(Beginning of Extract provided)

Tuesday, August 20, 2013

A Taylor-Made Life by Kary Rader - 4 stars

Live the life you're given; love the life you make. Get out your tissue box; A TAYLOR-MADE LIFE by Kary Rader will make you laugh, cry, and contemplate your own life and mortality. With a bold female protagonist and a hardened hero, this novel confronts the difficulties of living and dying with cancer. I give it 4 stars.

In A TAYLOR-MADE LIFE, teenage Taylor Smith is living with leukemia, hoping for a bone marrow match to save her life. In the meantime, she is attempting to live her life to the full, and to her, that means experiencing sex. No sooner does she get her mom on board with her goal of finding a lover/one-night stand, but a cancer mentor program pairs her with Gavin Taylor, genius, wealthy, and extremely good looking computer programmer.

Gavin has undergone experimental treatments, but nothing has cured his cancer. He has anywhere from six months to two years to live, and is using a matchmaker for celebrities to find a wife who will love him for him and not for his money, and play computer games with him until his time is up. Once Gavin and Taylor meet, though, no one else will suffice for either of them, but as all couples do, these two have issues to work through.

(End of Extract provided)
(Beginning of Dataset records)

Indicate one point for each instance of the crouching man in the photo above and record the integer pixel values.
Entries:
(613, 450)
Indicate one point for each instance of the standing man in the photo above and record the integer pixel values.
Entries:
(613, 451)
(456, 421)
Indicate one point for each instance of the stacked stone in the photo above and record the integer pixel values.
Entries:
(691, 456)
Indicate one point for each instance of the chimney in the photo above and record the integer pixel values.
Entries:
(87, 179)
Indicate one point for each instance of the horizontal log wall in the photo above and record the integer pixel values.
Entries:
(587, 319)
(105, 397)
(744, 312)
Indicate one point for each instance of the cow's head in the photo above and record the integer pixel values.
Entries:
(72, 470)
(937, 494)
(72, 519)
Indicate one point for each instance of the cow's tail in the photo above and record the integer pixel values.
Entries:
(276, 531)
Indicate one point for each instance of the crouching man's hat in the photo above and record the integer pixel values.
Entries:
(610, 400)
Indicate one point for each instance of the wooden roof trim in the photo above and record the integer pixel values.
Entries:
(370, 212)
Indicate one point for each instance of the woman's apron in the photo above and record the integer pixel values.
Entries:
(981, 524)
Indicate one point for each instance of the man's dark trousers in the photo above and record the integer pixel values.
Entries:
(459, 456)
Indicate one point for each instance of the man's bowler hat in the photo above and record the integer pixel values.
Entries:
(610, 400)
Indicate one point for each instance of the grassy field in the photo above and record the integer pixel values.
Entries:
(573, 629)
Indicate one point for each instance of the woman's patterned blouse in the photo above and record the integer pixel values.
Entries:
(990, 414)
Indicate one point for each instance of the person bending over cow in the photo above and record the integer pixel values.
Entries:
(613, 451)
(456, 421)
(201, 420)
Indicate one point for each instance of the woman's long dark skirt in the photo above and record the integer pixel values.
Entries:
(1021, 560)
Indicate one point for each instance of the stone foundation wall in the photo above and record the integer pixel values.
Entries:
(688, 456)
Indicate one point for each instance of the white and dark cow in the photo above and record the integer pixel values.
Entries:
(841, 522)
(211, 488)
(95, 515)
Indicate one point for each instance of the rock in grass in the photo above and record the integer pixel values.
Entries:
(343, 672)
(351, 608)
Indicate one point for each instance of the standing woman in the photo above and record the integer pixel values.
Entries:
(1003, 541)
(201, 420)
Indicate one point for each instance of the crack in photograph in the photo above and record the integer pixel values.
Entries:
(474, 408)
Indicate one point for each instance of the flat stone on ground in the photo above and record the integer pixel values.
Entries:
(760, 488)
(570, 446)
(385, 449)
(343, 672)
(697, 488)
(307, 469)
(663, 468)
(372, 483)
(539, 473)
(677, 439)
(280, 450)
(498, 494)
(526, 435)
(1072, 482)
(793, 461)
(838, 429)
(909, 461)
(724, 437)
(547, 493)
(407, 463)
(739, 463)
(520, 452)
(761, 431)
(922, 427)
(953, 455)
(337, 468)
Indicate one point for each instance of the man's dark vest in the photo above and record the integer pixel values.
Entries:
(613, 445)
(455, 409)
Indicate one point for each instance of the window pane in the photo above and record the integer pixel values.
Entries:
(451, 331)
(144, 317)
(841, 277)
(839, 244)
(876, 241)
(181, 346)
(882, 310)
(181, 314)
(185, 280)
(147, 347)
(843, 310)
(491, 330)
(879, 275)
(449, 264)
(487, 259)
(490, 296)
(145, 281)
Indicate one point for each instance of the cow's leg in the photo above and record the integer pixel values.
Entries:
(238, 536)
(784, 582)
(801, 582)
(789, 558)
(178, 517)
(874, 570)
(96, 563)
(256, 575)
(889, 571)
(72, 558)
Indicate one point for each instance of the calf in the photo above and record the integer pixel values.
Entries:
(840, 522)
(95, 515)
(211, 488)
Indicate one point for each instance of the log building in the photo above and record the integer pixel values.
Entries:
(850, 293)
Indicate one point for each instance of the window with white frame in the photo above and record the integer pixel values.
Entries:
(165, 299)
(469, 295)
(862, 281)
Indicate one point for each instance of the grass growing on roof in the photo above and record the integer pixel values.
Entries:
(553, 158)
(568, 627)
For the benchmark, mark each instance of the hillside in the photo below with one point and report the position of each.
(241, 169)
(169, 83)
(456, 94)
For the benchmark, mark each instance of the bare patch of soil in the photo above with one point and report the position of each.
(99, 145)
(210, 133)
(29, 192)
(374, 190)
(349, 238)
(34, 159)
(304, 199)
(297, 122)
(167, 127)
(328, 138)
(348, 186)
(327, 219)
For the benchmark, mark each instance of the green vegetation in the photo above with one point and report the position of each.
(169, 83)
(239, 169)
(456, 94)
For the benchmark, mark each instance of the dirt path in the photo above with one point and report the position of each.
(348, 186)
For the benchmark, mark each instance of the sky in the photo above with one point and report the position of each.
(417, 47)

(End of Dataset records)

**Problem set:**
a) According to the book review, what will the novel make the reader do? List each one.
b) Can you print the part of the book review from "A Taylor-Made Life by Kary Rader - 4" up to and including "looking computer programmer."?

**Solutions below:**
a)
- Laugh
- Cry
- Contemplate your own life and mortality

b)
A Taylor-Made Life by Kary Rader - 4 stars

Live the life you're given; love the life you make. Get out your tissue box; A TAYLOR-MADE LIFE by Kary Rader will make you laugh, cry, and contemplate your own life and mortality. With a bold female protagonist and a hardened hero, this novel confronts the difficulties of living and dying with cancer. I give it 4 stars.

In A TAYLOR-MADE LIFE, teenage Taylor Smith is living with leukemia, hoping for a bone marrow match to save her life. In the meantime, she is attempting to live her life to the full, and to her, that means experiencing sex. No sooner does she get her mom on board with her goal of finding a lover/one-night stand, but a cancer mentor program pairs her with Gavin Taylor, genius, wealthy, and extremely good looking computer programmer.